Return every line of the data below word for word, including the punctuation.

**Records from a data source:**
== Segment start ==
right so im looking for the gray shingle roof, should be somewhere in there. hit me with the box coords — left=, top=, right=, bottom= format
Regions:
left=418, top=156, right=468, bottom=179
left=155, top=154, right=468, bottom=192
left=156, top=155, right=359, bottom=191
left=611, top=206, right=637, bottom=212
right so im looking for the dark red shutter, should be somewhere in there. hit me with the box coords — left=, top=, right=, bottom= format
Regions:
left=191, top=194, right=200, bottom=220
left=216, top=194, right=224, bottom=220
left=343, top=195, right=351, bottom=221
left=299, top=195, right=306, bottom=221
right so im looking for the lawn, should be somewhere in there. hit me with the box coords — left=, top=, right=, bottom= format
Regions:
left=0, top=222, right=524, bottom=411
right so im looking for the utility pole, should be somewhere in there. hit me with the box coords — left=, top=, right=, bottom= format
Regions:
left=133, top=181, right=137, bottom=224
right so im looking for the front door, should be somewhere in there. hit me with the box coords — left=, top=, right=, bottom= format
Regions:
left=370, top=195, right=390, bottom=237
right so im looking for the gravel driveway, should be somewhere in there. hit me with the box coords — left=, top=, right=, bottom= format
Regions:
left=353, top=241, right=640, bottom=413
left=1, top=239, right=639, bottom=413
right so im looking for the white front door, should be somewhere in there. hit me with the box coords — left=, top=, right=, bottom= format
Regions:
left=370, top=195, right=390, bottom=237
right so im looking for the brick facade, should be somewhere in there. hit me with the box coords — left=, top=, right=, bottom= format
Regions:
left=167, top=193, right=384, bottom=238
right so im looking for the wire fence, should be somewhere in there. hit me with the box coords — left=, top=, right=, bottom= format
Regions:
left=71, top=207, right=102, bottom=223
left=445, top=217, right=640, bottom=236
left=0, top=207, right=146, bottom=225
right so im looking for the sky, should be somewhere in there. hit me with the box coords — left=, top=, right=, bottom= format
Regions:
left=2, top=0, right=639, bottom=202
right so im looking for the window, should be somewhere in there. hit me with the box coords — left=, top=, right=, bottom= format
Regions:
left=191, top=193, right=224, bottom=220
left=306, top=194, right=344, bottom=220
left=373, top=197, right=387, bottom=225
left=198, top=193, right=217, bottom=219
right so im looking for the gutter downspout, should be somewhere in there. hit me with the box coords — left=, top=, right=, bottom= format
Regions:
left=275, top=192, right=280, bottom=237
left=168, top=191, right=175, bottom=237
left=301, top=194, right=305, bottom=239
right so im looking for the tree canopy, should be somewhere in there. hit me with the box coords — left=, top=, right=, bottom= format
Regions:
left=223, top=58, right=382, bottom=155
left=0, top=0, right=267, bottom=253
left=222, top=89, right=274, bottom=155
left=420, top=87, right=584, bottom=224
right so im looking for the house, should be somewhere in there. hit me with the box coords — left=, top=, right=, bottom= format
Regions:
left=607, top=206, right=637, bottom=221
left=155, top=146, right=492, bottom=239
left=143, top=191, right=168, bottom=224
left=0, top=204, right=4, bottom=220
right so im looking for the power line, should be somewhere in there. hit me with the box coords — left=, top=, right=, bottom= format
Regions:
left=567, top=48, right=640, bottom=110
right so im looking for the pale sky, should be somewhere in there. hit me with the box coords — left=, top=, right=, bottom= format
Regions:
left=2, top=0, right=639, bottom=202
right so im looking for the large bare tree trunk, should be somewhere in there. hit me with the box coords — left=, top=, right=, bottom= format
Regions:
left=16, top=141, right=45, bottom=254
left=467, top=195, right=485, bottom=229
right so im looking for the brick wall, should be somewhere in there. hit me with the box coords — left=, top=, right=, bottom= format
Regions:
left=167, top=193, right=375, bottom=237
== Segment end ==
**WRITTEN RESPONSE:**
right so im looking for the gray shingle roof, should be somewhere in there. hit me with the box coords — left=, top=, right=, bottom= format
Regions:
left=418, top=156, right=468, bottom=179
left=155, top=154, right=468, bottom=192
left=156, top=155, right=359, bottom=191
left=611, top=206, right=637, bottom=212
right so im looking for the dark red shutter, should be somewhere in there. hit me with the box coords — left=, top=, right=, bottom= format
Regions:
left=191, top=194, right=200, bottom=220
left=216, top=194, right=224, bottom=220
left=343, top=195, right=351, bottom=221
left=299, top=195, right=306, bottom=221
right so im looking for the lawn, should be somewhere in there. hit me with the box coords — left=, top=, right=, bottom= format
Regions:
left=0, top=222, right=524, bottom=411
right so im looking for the utility pole, should be somewhere in there. hit me with the box coords — left=, top=, right=, bottom= format
Regions:
left=133, top=181, right=137, bottom=224
right so im looking for the front door, should be somewhere in there. hit me with the box coords — left=, top=, right=, bottom= format
Regions:
left=370, top=195, right=390, bottom=237
right so im looking for the gravel driveway, should be somewhere in there. hit me with the box coords — left=, top=, right=, bottom= format
Regions:
left=353, top=241, right=640, bottom=413
left=1, top=239, right=639, bottom=413
right so im looking for the white front door, should be somewhere in there. hit me with the box coords — left=, top=, right=, bottom= format
Regions:
left=370, top=195, right=390, bottom=237
right so im looking for the brick facade, should be somewhere in there. hit me with the box coords — left=, top=, right=, bottom= format
Regions:
left=167, top=193, right=384, bottom=238
right so im looking for the wire fence, should be somewhere in there. hit me with the box coords — left=, top=, right=, bottom= format
Regions:
left=71, top=207, right=102, bottom=223
left=445, top=217, right=640, bottom=236
left=0, top=207, right=146, bottom=225
right so im looking for the sky, should be somewhere in there. hit me with the box coords — left=, top=, right=, bottom= format
Regions:
left=2, top=0, right=639, bottom=202
right so im looking for the window, should be somewhere in there. hit me with the box coords — left=, top=, right=, bottom= format
Regions:
left=191, top=193, right=224, bottom=220
left=306, top=194, right=344, bottom=220
left=373, top=197, right=387, bottom=225
left=198, top=193, right=217, bottom=219
right so im looking for the gutter downspout, should be somewhere in there. hit me with the box coords — left=, top=, right=, bottom= format
Regions:
left=275, top=192, right=280, bottom=237
left=168, top=191, right=175, bottom=237
left=301, top=194, right=305, bottom=239
right so im looking for the tree canopy, should be somewhere in there. hit me with the box coords — left=, top=, right=, bottom= format
Regions:
left=223, top=58, right=382, bottom=155
left=0, top=0, right=267, bottom=253
left=222, top=89, right=274, bottom=155
left=420, top=87, right=584, bottom=224
right so im looking for the house, should be somewhere in there. hit me with the box coords — left=, top=, right=, bottom= format
Regions:
left=607, top=206, right=637, bottom=221
left=155, top=146, right=492, bottom=239
left=143, top=191, right=168, bottom=224
left=0, top=204, right=4, bottom=220
right so im looking for the power line, should be somewhere in there. hit me with the box coords — left=, top=, right=, bottom= format
Regions:
left=567, top=48, right=640, bottom=110
right so im looking for the pale sky, should be somewhere in there. hit me with the box coords — left=, top=, right=, bottom= format
Regions:
left=2, top=0, right=639, bottom=202
right so im looking for the large bare tree trunk, should be somewhere in there. hit me with the box coords — left=, top=, right=, bottom= format
Regions:
left=16, top=141, right=45, bottom=254
left=467, top=195, right=485, bottom=229
right so im looking for the brick wall, should be somewhere in there. hit me with the box coords — left=, top=, right=, bottom= format
Regions:
left=167, top=193, right=375, bottom=237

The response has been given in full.